- [About this task] Write out the records that follow with every word intact.
-*-*-
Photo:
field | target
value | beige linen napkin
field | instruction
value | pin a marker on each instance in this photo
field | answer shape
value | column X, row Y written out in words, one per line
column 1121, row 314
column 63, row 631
-*-*-
- [Answer space]
Photo:
field | target
value | beige linen napkin
field | instruction
value | pin a marker on each instance in this photo
field | answer shape
value | column X, row Y written out in words, one per line
column 1121, row 314
column 63, row 631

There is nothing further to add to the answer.